Rows from a pointing dataset
────────────────────

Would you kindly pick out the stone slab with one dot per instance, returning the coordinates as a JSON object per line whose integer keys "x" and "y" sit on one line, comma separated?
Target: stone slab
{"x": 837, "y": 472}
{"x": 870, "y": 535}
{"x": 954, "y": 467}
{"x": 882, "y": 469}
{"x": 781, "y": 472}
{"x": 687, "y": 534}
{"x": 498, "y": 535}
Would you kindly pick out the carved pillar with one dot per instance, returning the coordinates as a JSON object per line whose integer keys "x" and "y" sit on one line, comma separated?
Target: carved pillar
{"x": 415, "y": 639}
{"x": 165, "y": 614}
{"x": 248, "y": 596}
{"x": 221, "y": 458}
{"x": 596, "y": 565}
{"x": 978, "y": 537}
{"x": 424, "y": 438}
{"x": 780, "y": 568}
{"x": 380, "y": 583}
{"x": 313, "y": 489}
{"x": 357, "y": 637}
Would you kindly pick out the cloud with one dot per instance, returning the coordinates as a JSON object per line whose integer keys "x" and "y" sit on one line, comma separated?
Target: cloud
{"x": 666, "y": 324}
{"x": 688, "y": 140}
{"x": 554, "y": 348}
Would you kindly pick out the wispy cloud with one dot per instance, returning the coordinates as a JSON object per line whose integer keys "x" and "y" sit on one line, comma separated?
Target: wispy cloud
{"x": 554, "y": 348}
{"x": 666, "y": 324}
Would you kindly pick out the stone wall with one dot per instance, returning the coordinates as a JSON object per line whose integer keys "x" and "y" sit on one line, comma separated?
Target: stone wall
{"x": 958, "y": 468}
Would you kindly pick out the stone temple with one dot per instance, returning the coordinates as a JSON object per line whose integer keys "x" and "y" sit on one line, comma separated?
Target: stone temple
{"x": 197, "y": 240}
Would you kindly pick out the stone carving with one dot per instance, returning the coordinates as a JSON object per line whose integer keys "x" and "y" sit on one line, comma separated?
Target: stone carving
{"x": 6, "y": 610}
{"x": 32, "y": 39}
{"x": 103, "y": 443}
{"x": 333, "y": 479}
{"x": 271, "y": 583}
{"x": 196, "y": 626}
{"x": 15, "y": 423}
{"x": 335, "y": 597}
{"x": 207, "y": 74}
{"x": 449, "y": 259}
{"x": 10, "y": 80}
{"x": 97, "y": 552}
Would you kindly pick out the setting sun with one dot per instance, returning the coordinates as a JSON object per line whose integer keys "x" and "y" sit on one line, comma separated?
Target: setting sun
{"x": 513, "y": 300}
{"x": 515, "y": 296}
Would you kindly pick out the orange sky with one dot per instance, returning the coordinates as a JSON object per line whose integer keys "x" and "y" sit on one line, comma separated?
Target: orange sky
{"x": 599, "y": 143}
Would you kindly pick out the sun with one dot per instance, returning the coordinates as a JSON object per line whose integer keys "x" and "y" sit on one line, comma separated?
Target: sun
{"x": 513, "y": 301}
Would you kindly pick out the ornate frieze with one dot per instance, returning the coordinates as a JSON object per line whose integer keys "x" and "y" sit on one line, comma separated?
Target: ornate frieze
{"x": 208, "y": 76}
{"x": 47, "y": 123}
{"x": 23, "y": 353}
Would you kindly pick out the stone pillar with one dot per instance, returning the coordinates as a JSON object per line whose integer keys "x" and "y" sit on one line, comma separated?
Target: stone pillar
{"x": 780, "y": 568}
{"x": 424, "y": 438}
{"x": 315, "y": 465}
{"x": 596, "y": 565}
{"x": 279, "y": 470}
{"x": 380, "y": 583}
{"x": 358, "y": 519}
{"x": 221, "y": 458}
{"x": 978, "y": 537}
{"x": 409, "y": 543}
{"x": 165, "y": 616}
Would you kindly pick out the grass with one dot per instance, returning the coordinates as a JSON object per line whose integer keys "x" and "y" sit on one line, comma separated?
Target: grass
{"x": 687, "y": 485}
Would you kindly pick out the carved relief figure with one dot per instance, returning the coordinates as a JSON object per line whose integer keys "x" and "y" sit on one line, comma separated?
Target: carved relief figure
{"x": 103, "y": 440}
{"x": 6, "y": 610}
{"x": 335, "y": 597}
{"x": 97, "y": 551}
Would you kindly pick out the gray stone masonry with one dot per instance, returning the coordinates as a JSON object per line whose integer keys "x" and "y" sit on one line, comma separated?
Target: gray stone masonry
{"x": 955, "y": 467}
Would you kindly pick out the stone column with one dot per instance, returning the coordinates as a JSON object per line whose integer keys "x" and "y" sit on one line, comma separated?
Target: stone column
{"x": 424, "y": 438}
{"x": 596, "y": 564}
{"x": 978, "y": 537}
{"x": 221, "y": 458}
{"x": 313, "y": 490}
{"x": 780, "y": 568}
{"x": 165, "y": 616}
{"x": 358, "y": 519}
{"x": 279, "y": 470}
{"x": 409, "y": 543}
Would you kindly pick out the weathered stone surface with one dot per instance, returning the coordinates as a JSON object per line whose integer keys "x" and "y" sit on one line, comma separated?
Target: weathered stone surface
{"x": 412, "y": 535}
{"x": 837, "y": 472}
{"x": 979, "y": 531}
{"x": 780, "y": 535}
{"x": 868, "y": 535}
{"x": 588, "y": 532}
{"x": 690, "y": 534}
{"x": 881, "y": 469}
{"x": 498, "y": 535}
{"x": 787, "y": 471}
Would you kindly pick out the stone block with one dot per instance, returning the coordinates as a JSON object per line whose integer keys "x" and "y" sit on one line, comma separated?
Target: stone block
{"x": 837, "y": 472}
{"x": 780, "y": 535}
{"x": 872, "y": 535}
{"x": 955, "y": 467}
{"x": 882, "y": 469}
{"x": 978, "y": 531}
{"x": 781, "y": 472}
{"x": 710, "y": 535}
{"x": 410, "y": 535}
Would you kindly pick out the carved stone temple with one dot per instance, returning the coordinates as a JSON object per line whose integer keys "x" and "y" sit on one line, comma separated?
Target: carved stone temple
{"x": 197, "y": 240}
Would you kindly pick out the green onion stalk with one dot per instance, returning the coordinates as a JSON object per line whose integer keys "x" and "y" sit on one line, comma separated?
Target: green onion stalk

────────────────────

> **Job**:
Please restate the data word for word, every record included.

> **Task output**:
Would you kindly pick out the stone slab with one dot per instance, returning the coordinates as a JSON object per line whose integer keys "x" and "y" sit on one line, comma separated?
Target: stone slab
{"x": 837, "y": 472}
{"x": 870, "y": 535}
{"x": 954, "y": 467}
{"x": 882, "y": 469}
{"x": 781, "y": 472}
{"x": 687, "y": 534}
{"x": 498, "y": 535}
Would you kindly pick out the carved pillar with one dot per instance, returning the coordinates as a JSON object per line whose integer keys "x" and "y" sit on one line, comma separated?
Target: carved pillar
{"x": 415, "y": 639}
{"x": 165, "y": 614}
{"x": 248, "y": 596}
{"x": 221, "y": 458}
{"x": 596, "y": 565}
{"x": 978, "y": 537}
{"x": 424, "y": 438}
{"x": 780, "y": 568}
{"x": 380, "y": 583}
{"x": 313, "y": 489}
{"x": 357, "y": 637}
Would you kindly pick out the cloud with one dot per instance, returning the coordinates as a JSON object per line whose integer keys "x" and "y" sit on one line, comma separated?
Target: cloud
{"x": 666, "y": 324}
{"x": 688, "y": 140}
{"x": 554, "y": 348}
Would you kindly pick out the wispy cloud with one dot per instance, returning the coordinates as a JSON object per line whose integer keys "x" and "y" sit on one line, comma separated?
Target: wispy cloud
{"x": 554, "y": 348}
{"x": 666, "y": 324}
Would you kindly pick out the stone wall with one dot per instance, returning the coordinates as a JSON object per line whose integer keys "x" and "y" sit on one line, comma separated?
Target: stone wall
{"x": 958, "y": 468}
Would you kindly pick out the stone temple with one dot per instance, returning the coordinates as a JSON object per line whose integer keys "x" and "y" sit on one line, comma separated?
Target: stone temple
{"x": 197, "y": 240}
Would you kindly pick out the stone carving with one dot per instance, returning the coordinates as a JSON object per line whose integer keys "x" and "y" sit on one line, comma separated?
Target: stone carving
{"x": 6, "y": 610}
{"x": 32, "y": 39}
{"x": 103, "y": 443}
{"x": 333, "y": 479}
{"x": 271, "y": 583}
{"x": 196, "y": 626}
{"x": 15, "y": 423}
{"x": 335, "y": 597}
{"x": 207, "y": 74}
{"x": 449, "y": 259}
{"x": 10, "y": 80}
{"x": 97, "y": 552}
Would you kindly pick out the setting sun with one dot per instance, returning the coordinates as a JSON object per line whose integer keys "x" and "y" sit on one line, comma separated?
Target: setting sun
{"x": 513, "y": 300}
{"x": 515, "y": 296}
Would you kindly pick out the orange sky with one dot per instance, returning the coordinates as a JSON object per line whose integer keys "x" and "y" sit on one line, comma separated?
Target: orange sky
{"x": 599, "y": 143}
Would you kindly pick out the sun with one dot per instance, returning the coordinates as a JSON object per line whose integer keys "x" and "y" sit on one line, comma separated?
Target: sun
{"x": 513, "y": 301}
Would you kindly pick out the ornate frieze with one dot per instance, returning the coordinates as a JSON object per line whose integer keys "x" and "y" sit on one line, comma separated?
Target: ornate frieze
{"x": 208, "y": 76}
{"x": 47, "y": 123}
{"x": 23, "y": 353}
Would you kindly pick out the stone pillar with one dot per instance, returning the coordinates as a JSON object per line whose integer keys "x" and "y" sit on one line, comma separated?
Target: stone pillar
{"x": 780, "y": 568}
{"x": 424, "y": 438}
{"x": 315, "y": 465}
{"x": 596, "y": 565}
{"x": 279, "y": 470}
{"x": 380, "y": 583}
{"x": 358, "y": 519}
{"x": 221, "y": 458}
{"x": 978, "y": 537}
{"x": 409, "y": 543}
{"x": 165, "y": 616}
Would you kindly pick out the grass with one dot per instance, returning the coordinates as a JSON object per line whose integer keys "x" and "y" sit on one line, comma separated?
Target: grass
{"x": 687, "y": 485}
Would you kindly pick out the carved relief figure with one dot per instance, returning the coordinates as a JSON object per line whose integer keys "x" and "y" sit on one line, comma separated?
Target: carved relief figure
{"x": 103, "y": 440}
{"x": 6, "y": 610}
{"x": 335, "y": 597}
{"x": 97, "y": 551}
Would you kindly pick out the gray stone masonry with one dot per instance, returning the coordinates as a JSON object per line whose integer keys "x" and "y" sit on one line, comma separated?
Target: gray stone masonry
{"x": 955, "y": 467}
Would you kindly pick out the stone column with one dot per instance, returning the coordinates as a JSON object per line whose integer keys "x" and "y" sit on one line, comma separated?
Target: stone column
{"x": 424, "y": 438}
{"x": 596, "y": 564}
{"x": 978, "y": 537}
{"x": 221, "y": 458}
{"x": 313, "y": 490}
{"x": 780, "y": 568}
{"x": 165, "y": 616}
{"x": 358, "y": 519}
{"x": 279, "y": 470}
{"x": 409, "y": 543}
Would you kindly pick out the weathered stone surface with one dot per instance, returning the coordinates as a JSON object per line whose integer keys "x" and "y" sit on one line, comma separated?
Target: weathered stone surface
{"x": 412, "y": 535}
{"x": 837, "y": 472}
{"x": 979, "y": 531}
{"x": 780, "y": 535}
{"x": 868, "y": 535}
{"x": 588, "y": 532}
{"x": 690, "y": 534}
{"x": 881, "y": 469}
{"x": 498, "y": 535}
{"x": 787, "y": 471}
Would you kindly pick out the stone block with one dot per instance, returning the coordinates as a JSON object per line whose integer keys "x" and "y" sit on one line, comma separated?
Target: stone block
{"x": 837, "y": 472}
{"x": 780, "y": 535}
{"x": 872, "y": 535}
{"x": 955, "y": 467}
{"x": 882, "y": 469}
{"x": 978, "y": 531}
{"x": 781, "y": 472}
{"x": 710, "y": 535}
{"x": 410, "y": 535}
Would you kindly pick out the carved stone temple with one dot per instance, returning the coordinates as a JSON object per line whose integer keys "x" and "y" sit on one line, comma separated?
Target: carved stone temple
{"x": 197, "y": 240}
Would you kindly pick out the green onion stalk with one dot per instance, returning the coordinates as a JSON object per line whose integer keys "x" and "y" sit on one line, comma separated?
Target: green onion stalk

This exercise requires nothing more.